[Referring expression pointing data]
====

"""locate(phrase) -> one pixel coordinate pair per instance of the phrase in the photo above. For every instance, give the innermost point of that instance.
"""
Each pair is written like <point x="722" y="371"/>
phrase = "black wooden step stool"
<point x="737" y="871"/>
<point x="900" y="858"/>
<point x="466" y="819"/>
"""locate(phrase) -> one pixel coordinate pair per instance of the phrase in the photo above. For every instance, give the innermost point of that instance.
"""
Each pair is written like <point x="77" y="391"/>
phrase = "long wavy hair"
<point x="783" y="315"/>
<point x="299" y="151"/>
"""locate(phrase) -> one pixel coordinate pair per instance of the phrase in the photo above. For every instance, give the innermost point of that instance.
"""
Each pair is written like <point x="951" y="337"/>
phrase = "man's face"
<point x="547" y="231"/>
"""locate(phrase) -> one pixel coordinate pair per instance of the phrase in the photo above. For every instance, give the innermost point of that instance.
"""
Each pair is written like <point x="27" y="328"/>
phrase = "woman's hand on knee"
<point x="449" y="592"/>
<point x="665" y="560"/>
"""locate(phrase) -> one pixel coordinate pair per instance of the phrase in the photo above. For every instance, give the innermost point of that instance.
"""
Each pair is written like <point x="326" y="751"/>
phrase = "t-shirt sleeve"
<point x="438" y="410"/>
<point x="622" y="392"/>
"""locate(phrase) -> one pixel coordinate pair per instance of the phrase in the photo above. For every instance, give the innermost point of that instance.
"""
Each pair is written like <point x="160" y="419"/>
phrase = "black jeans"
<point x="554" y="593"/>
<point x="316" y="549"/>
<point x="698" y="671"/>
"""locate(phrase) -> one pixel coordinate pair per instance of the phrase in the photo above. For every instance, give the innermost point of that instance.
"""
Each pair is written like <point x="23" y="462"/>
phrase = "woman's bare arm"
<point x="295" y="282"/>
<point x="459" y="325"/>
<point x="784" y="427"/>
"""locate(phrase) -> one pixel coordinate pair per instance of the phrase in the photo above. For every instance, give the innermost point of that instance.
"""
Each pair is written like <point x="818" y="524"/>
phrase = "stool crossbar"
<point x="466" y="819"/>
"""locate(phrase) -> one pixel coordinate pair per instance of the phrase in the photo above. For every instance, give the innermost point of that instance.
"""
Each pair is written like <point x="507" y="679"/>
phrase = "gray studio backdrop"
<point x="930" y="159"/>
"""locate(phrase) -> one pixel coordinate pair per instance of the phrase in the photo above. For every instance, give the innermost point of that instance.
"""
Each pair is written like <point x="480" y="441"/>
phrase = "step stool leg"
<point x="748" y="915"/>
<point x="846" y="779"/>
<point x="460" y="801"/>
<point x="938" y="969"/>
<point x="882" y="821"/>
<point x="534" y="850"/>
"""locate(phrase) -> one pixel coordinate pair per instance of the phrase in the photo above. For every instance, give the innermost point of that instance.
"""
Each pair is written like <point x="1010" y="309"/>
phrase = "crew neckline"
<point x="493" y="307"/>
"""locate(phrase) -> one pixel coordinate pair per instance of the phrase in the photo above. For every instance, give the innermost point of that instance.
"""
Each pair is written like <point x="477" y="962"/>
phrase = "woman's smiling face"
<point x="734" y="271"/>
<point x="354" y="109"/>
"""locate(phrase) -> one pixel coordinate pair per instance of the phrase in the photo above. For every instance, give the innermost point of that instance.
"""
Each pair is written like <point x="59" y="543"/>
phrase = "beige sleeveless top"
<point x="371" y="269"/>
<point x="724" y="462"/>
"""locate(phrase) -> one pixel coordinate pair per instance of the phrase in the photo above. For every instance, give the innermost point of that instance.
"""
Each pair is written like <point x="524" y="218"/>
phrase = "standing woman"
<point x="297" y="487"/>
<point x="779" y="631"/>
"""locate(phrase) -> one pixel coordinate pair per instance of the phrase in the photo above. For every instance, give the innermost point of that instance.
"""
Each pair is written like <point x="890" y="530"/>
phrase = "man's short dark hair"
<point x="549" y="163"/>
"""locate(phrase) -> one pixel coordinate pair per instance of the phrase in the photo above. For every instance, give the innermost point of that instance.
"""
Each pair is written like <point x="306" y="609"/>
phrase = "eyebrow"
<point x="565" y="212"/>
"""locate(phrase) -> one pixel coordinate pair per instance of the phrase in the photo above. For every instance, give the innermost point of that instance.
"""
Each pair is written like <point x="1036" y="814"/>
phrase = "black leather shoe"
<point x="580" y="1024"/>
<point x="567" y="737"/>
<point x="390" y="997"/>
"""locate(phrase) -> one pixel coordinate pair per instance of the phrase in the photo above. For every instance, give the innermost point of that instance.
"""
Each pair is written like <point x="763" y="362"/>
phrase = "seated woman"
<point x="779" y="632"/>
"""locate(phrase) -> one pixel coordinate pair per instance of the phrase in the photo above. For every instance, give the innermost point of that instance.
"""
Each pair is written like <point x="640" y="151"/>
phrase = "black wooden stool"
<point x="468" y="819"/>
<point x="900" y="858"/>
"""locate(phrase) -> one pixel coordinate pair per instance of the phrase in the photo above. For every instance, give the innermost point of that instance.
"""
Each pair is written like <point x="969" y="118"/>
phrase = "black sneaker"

====

TASK INSTRUCTIONS: Every record above is to be transcribed exactly as written.

EXERCISE OUTPUT:
"""locate(phrase) -> one pixel coordinate pair per instance of the phrase in the photo above. For every instance, give the innermost point of that instance.
"""
Each pair is written like <point x="722" y="371"/>
phrase = "black wooden step stool"
<point x="737" y="871"/>
<point x="900" y="858"/>
<point x="466" y="819"/>
"""locate(phrase) -> one pixel coordinate pair per instance of the phrase in the photo above. For every instance, give the innermost point of that instance.
"""
Each pair is written like <point x="77" y="391"/>
phrase = "long wavy hair"
<point x="783" y="315"/>
<point x="299" y="151"/>
"""locate(phrase) -> one pixel coordinate pair per instance of the phrase in the photo above. For every instance, give the innermost point of that instance.
"""
Each pair is written like <point x="951" y="337"/>
phrase = "man's face"
<point x="547" y="231"/>
"""locate(phrase) -> one pixel coordinate pair per instance of the phrase in the photo above. For every instance, give the innermost point of that instance.
"""
Each pair is written like <point x="27" y="328"/>
phrase = "woman's hand on knee"
<point x="449" y="592"/>
<point x="665" y="560"/>
"""locate(phrase) -> one pixel coordinate pair per instance of the phrase in the photo above. For every instance, give the innermost point of that instance.
"""
Each pair is written like <point x="326" y="751"/>
phrase = "t-shirt sleeve"
<point x="438" y="410"/>
<point x="622" y="392"/>
"""locate(phrase) -> one pixel coordinate pair per instance of the phrase in the photo above. For every instance, give the innermost point of that instance.
"""
Each pair is written like <point x="160" y="419"/>
phrase = "black jeans"
<point x="554" y="593"/>
<point x="316" y="549"/>
<point x="698" y="671"/>
"""locate(phrase) -> one pixel coordinate pair per instance of the phrase in the photo above. For every instance, give the innermost point of that instance.
"""
Each pair is written like <point x="23" y="462"/>
phrase = "woman's bare arm"
<point x="295" y="282"/>
<point x="459" y="325"/>
<point x="784" y="427"/>
"""locate(phrase) -> one pixel coordinate pair per instance of the phrase in the photo above. For every instance, give the innermost point of that instance.
"""
Each pair is written like <point x="818" y="524"/>
phrase = "stool crossbar"
<point x="466" y="819"/>
"""locate(phrase) -> one pixel coordinate pair per instance of the phrase in the photo above. For every instance, give the innermost point of that instance.
"""
Each pair is written like <point x="507" y="679"/>
phrase = "gray studio backdrop"
<point x="930" y="159"/>
"""locate(phrase) -> one pixel coordinate pair per instance of the phrase in the photo above. For every instance, give the innermost point of that instance.
"""
Each pair is written like <point x="480" y="441"/>
phrase = "step stool leg"
<point x="748" y="915"/>
<point x="846" y="779"/>
<point x="460" y="801"/>
<point x="938" y="969"/>
<point x="882" y="821"/>
<point x="534" y="850"/>
"""locate(phrase) -> one pixel coordinate pair per instance of the phrase in the photo above. For every instance, give the innermost point of that instance.
"""
Each pair is written like <point x="1010" y="309"/>
phrase = "crew neckline"
<point x="493" y="307"/>
"""locate(phrase) -> one pixel coordinate pair per instance of the phrase in the photo above. For every instance, give the innermost point of that instance.
"""
Each pair is written like <point x="477" y="962"/>
phrase = "woman's smiling face"
<point x="734" y="271"/>
<point x="354" y="109"/>
"""locate(phrase) -> one pixel coordinate pair per instance of the phrase in the photo above. For every instance, give the innermost point of that instance.
"""
Each pair is written like <point x="59" y="543"/>
phrase = "beige sleeveless top"
<point x="371" y="269"/>
<point x="724" y="462"/>
"""locate(phrase) -> one pixel coordinate pair per instance of the phrase in the photo above. For every instance, give the innermost point of that instance.
"""
Each pair is written like <point x="524" y="218"/>
phrase = "standing woman"
<point x="297" y="487"/>
<point x="779" y="631"/>
"""locate(phrase) -> one pixel coordinate pair per instance of the phrase in the photo above. For every instance, give the innermost point of that instance.
"""
Each pair is written like <point x="890" y="530"/>
phrase = "man's short dark hair"
<point x="549" y="163"/>
"""locate(phrase) -> one pixel coordinate pair per instance of the phrase in the photo above. For every instance, give the innermost point of that instance.
"""
Each pair is written like <point x="306" y="609"/>
phrase = "eyebrow"
<point x="565" y="212"/>
"""locate(phrase) -> one pixel coordinate pair per instance of the phrase in the photo above. For every instance, give the innermost point of that instance.
"""
Each pair is written like <point x="1036" y="814"/>
phrase = "black leather shoe"
<point x="580" y="1024"/>
<point x="567" y="737"/>
<point x="390" y="997"/>
"""locate(phrase) -> one pixel coordinate pair per instance of the phrase in the photo above. For every instance, give the innermost point of that instance.
"""
Each pair is written like <point x="763" y="362"/>
phrase = "seated woman"
<point x="779" y="632"/>
"""locate(phrase) -> one pixel coordinate pair per instance of the phrase in the photo above. For every instance, give the innermost point of that instance.
"""
Each pair is written like <point x="640" y="151"/>
phrase = "black wooden stool"
<point x="468" y="819"/>
<point x="900" y="858"/>
"""locate(phrase) -> one pixel coordinate pair per instance of the phrase in the photo above. For every instance, give the innermost point of that instance.
"""
Each pair is written like <point x="969" y="118"/>
phrase = "black sneaker"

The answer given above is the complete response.